Gençalp, ressamın ailesinde ona dair hiçbir bilginin olmadığını şöyle anlattı:
“Mahinur Tuna’nın Mihri hakkında yazdığı kitabı okuduktan ve bir belgeseli olmadığını öğrendikten sonra fikri geliştirmeye başladım. Güzel sanatlar çevresinde ve sanat tarihi mezunları arasında da Mihri’nin hiç tanınmadığını öğrenince, ‘Kim Mihri’ adında bir film yapmak için yola çıkmış oldum. Filmin sonunda sergiyi dolaşanlar arasında, Mihri’nin yeğeni var. Tabii Nezih Bey halasıyla hiç karşılaşmamış. Ailede hiç bilgi yoktu. Nezih Bey sergiyi gezdikten sonra, duydukları hikayelerin doğru olduğunu, sergi sayesinde hissettiklerini söylemişti. Çünkü kendisi de hikayelerin arka planını gazete kupürleri arasında görüyordu. Filmi izlediğinde ise, çok şaşırdı ve mutlu oldu. Çünkü kendisine elinde fotoğraf ya da Mihri’ye dair eser olup olmadığını sorduğumda olmadığını söyledi.”
Türkiye’de Yeni Medya ve Feminizm
Festivalin ana paneli “Yeni Medya ve Feminizimler: Türkiye’de Genç ve Kadın”, Goethe-Instıtute Ankara’da yapıldı. Gazeteci Yıldız Tar’ın yürütücülüğündeki panele KızBaşına Koordinatörü Ceren Erol, velvele.net’in podcast editörü Nesli Uras ve Havle Kadın Derneği’nden Rümeysa Saydam konuşmacı olarak katıldı. Türkiye’de toplumsal cinsiyet eşitliği için çalışan KızBaşına’nın Koordinatörü Ceren Erol, KızBaşına’nın “dönüşüm, koruma ve süreklilik” olan mottosunu şöyle özetledi:
“Dönüşüm; toplumun algısını dönüştürdüğümüz ve değiştirdiğimiz, feminizmi Türkiye’deki birçok farklı kesime tanıttığımız ve onların da feminizme ihtiyacının olduğunu göstermeye çalıştığımız mottomuz. Her zaman kapsayıcı olmaya, her farklı kitle için farklı bir dil kullanmaya özen gösteriyoruz. Koruma adından da anlaşılacağı üzere her türlü şiddete maruz bırakılmış kadınların, genç kadın ve kızların bu alanda hem kendi haklarını biliyor olması hem de gerekli mekanizmalardan haberdar olmaları, kendilerinin ihtiyacı olmasa bile yakındaki bir arkadaşının, dostunun ihtiyacı olabilir diye her zaman konuşmaya özen gösterdiğimiz, bazen büyük bir kampanya, rehber veya eğitimle koruma mekanizmalarını onlara aktardığımız sürecimiz. Süreklilik ise hem KızBaşına’nın gerçekleştirdiği projelere devam edebiliyor olması hem de yaptığımız projeleri tek seferlik değil, insanların geriye dönüp baktığında hayata geçirebileceği güncel olmasına özen gösterdiğimiz ve günümüz şartlarına uyum sağlayan projeler.”

**Veri kayıtları:**
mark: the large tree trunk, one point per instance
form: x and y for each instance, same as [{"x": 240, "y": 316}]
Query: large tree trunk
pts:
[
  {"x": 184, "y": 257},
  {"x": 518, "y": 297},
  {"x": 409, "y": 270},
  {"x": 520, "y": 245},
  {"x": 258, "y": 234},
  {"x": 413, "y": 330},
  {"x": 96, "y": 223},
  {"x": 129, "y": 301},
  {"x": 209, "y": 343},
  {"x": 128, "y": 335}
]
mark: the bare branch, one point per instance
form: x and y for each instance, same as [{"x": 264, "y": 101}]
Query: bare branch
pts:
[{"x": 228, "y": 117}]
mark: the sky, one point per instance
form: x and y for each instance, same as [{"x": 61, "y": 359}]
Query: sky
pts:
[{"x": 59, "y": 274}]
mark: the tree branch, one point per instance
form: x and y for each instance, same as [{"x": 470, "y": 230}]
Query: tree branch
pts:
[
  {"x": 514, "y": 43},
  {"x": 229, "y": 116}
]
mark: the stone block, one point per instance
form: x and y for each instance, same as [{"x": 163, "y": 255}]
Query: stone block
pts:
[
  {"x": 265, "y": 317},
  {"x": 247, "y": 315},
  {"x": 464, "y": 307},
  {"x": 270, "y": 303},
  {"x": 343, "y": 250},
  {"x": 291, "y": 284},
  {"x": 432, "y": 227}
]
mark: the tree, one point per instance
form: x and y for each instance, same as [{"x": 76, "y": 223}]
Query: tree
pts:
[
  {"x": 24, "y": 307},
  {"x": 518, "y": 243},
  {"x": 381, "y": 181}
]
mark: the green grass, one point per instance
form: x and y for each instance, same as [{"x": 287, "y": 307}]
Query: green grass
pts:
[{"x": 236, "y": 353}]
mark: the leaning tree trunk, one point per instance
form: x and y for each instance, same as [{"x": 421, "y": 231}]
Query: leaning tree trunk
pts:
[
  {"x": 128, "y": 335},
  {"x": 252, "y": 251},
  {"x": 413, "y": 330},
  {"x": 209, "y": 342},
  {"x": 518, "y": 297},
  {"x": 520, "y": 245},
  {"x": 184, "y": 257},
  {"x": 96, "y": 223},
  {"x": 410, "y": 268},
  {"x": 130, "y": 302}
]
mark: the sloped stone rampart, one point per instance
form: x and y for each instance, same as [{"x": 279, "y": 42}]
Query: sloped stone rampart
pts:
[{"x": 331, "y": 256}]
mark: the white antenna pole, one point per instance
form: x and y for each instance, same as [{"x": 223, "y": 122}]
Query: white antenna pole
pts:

**Yapılacaklar:**
A - Mihri ve KızBaşına metnine göre şu ifadeler doğru mu: (i) Nezih Bey halasıyla hiç karşılaşmamıştır; (ii) panel İstanbul'da yapılmıştır; (iii) Nezih Bey'in elinde Mihri'ye ait fotoğraf vardır? Her birine evet ya da hayır deyin ve kararı belirleyen sözleri metinden aynen aktarın.
B - Mihri ve KızBaşına metnini kaldığı yerden sürdürün.
Bu kayıtlara ihtiyacınız olmayacak.

**Cevaplar:**
A -
(i) Evet: "Tabii Nezih Bey halasıyla hiç karşılaşmamış."
(ii) Hayır: "Goethe-Instıtute Ankara’da yapıldı."
(iii) Hayır: "Çünkü kendisine elinde fotoğraf ya da Mihri’ye dair eser olup olmadığını sorduğumda olmadığını söyledi."

B -
Erol, tüm sosyal medya platformlarını kullandıklarını, her platformda toplumun farklı kesimlerinden kadınlara ulaştıklarını ifade etti. Karşılaştıkları zorlukların başında sosyal medyada yanlış bilginin hızlı bir biçimde yayılması olduğunu belirtti. Son yıllarda sosyal medyada daha yumuşak bir dil kullandıklarını kaydetti.
‘Üzerine Bir Şeyler’ podcast serisİ
Panelde Erol’un ardından Velvele’nin podcast editörü Nesli Uras, konuşma yaptı. Uras, başlangıçta bir blog olarak yola çıkan Velvele’nin artık bir Lubunya medyası durumuna geldiğini şöyle belirtti:
“Sadece bir blog olarak başlayan Velvele, aslında şu anda kendi YouTube ve podcast kanalları olan, başka alanlarda da söz söylemeye çalışan bir Lubunya medyası haline geldi. Ama bir noktada da bizim sözümüzün, her birimizin sözünün çok fazla kıymeti var. Hepimizin anlatacak biricik deneyim ve hikayeleri var ve ‘Üzerine Bir Şeyler’de aslında Kim Kardashian’la Kanye West’in boşanmasını feminist bir noktadan ele alıyor. Cem Yılmaz’ın nafaka saçmalıklarını gündeme getirip kadın düşmanlığını ve komedinin kadın ve lubunyaya düşmanlığını ortaya koyuyor. Yeri geliyor; seçimlerle ilgili de konuşuyor. Çünkü aslında bunların hepsi ekonomi, yani ekonomi çok kötü gidiyor ve ekonomi sürekli 50 lira ve benzin deposunun ne kadar olduğu üstünden konuşuluyor. Ama bir lubunyanın 50 lirayla ilgili derdi bambaşka bir şey. Bunlara bu gözle bakmak için ‘Üzerine bir Şeyler’ üstünden çaba gösteriyoruz. Bunun üstünden de başka birinin söz söylemesi ve onlara alan açmak için çaba sarf ediyoruz.”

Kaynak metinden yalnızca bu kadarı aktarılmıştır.